## [Source passage]
┌────────
Friday 27 March 2020

Corona virus - changing the western world?

Esquire, an internet newsletter for fifty year old men who want to be thirty, has an interesting article about the future of the West, speculating up to the point when the corona virus is stopped by immunisation. It selects ideas over the next year or so from various professors and analysts about the likely consequences of the virus in western society.

It is worth noting that definite assumptions frame the main arguments in the article; such as the general spread of immunisation being only available by the end of 2021 and the deep economic downturn that will follow vast government spending coupled with the sharp decline of economic activity. But these assumptions do not feel unreasonable. The reflections offered by Esquire's available 'experts' seem consistent with the framework suggested. And their predictions are worth reviewing.

There are some interesting, if minor, judgements made, such as the the likely revival of local produce for sale, meaning that supermarkets will lose strawberries in winter (and all their other flight based food.) And the absence of new TV programs - as the pandemic ebbs and then flares up again - is bound to shift the population to a younger demographic - as more babies arrive and more elders die earlier. Daily life will be more local, slower and more communal. But behind the list of speculative possibilities (the final end of the high street, the reduction of international travel etc) there is a shared view among Esquire's commentators that the whole of society is going to change, not least because the corona crisis is speeding up what is already an inevitable change in society.

This is where there are at least two problems facing Esquire's soothsayers. First, a great deal of the evidence for a substantial change in society, at least in Britain, appears to boil down to the apparent revelation that a right wing (Brexiteer) Tory government has turned its fundamental economic principles on its head. And it is true that huge amount of the government's access to wealth has not just supported business, it has also been marshalled on behalf of key social services and lost wages. Our Esquire visionaries seem to share some of the approach of the French, world wide intellectual Picketty's - new book, 'Capital and Ideology', which slams current capitalism in respect of its constant and increasing miss-distribution of wealth in this period and across earlier points in history. Picketty demonstrates in an unquestionable study of the evidence, that such surges of wealth gathering tended in the past to break countries up.

Alas, basing the idea that Boris's Treasury's policy and Britain's access to loans are speeding up a redistribution of wealth, or even suggesting a direction towards a redistribution of wealth, is frankly ridiculous. £330Bn of loan guarantees are to be made available for business. Small firms get £32Bn. Covering lost wages is assessed as a cost of £78Bn (see City economists 'Capital Economics'). £7Bn goes to plumping up Universal Credit and the five million self-employed are to share an estimated £7Bn also.

The peons of praise sung by Tory grandees about the NHS have yet to pinpoint the slightest gain or improvement for the service over the medium to longterm. Besides the appalling failures with testing, proper safety clothes for NHS workers and the failures to link up with EU bulk purchasing of oxygen masks (£1.54 a mask) - Boris and his predecessors cheerfully broke up any of the service's pandemic preparations. Dissolving hospitals, now desperately re-stocking, offering the smallest ratios of doctors to population of all the main European countries, now being brought back from retirement, and so it goes on.  Not one Tory cavalier has apologised about the destruction of the NHS in the last decade. Not one has said anything about the future of the NHS. And yet the NHS is the critical fulcrum of the corona disaster. It is what will save a coherent society or, if it fails because of its history, it will break it.

Like Picketty, although without any of his brilliant tenacity or scholarship, our Esquire experts not only misunderstand Boris's intentions for the future, but also fail to realise how the dramatic changes in western and British society could emerge.  Picketty focusses in history the separate regions and countries destroyed by their dominant effort of accumulation of wealth. But now we have globalisation. Wealth accumulation is the main trigger of international capitalism, not just regions and nations. Conditions today show that change in ecology, in building international movements, in the reconstitution of wealth and a new democracy are painfully ready to be born. But it is this second point that constitutes the deep, dark hole in their thinking. Society will not melt into its new colours. It will have to consciously fought for, pulled into the light by human struggle and consciously remade.
└────────
Dataset excerpts
┌────────
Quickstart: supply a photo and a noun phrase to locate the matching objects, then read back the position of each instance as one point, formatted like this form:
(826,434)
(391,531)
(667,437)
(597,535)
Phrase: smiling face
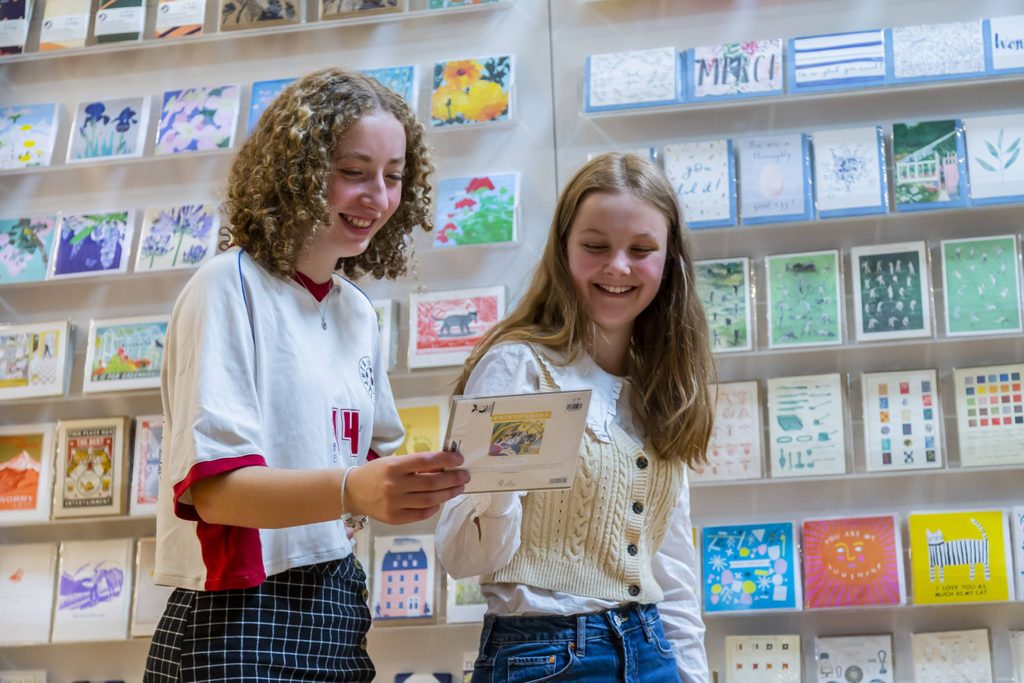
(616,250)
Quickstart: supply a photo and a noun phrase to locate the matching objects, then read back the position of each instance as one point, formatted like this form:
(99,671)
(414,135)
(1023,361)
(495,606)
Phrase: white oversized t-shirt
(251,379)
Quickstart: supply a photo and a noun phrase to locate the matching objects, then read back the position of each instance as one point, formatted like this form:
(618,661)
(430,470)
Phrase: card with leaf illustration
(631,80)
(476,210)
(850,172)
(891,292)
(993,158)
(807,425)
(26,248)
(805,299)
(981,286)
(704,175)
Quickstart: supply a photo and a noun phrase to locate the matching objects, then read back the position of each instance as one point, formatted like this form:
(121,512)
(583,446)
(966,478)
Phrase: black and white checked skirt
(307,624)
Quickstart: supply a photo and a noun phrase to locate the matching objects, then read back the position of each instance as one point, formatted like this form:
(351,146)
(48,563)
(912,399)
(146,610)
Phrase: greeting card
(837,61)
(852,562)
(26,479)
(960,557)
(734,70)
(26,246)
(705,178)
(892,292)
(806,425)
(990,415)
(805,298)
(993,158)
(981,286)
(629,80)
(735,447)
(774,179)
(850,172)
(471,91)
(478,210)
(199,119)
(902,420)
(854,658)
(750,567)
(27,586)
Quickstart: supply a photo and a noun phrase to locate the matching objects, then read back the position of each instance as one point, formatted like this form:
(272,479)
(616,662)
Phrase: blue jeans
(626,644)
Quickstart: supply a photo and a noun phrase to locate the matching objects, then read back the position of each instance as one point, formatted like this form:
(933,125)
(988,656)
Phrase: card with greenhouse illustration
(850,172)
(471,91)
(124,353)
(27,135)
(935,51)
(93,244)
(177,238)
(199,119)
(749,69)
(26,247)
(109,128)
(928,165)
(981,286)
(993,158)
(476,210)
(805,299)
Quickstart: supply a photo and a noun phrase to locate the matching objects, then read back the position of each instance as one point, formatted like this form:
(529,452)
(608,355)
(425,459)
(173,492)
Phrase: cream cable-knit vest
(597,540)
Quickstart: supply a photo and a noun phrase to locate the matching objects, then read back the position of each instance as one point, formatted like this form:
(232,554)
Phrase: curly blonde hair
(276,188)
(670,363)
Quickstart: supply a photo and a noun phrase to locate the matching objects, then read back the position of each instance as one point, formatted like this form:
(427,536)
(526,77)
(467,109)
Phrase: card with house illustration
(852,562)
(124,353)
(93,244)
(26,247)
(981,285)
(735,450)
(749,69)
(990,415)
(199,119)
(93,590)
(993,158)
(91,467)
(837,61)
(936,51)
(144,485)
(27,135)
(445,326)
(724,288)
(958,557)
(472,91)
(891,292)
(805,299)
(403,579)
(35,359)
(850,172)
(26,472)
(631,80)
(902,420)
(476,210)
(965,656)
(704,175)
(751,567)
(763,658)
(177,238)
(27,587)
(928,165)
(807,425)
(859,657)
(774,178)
└────────
## [Work request 1]
In one to three sentences, explain why the Esquire commentators described in the corona virus post expect the whole of society to change.
## [Work request 2]
Reproduce the corona virus post word for word from "Esquire, an internet" to "in western society.".

## [Reply 1]
They share the view that the whole of society will change because the corona crisis is speeding up a change in society that was already inevitable.

## [Reply 2]
Esquire, an internet newsletter for fifty year old men who want to be thirty, has an interesting article about the future of the West, speculating up to the point when the corona virus is stopped by immunisation. It selects ideas over the next year or so from various professors and analysts about the likely consequences of the virus in western society.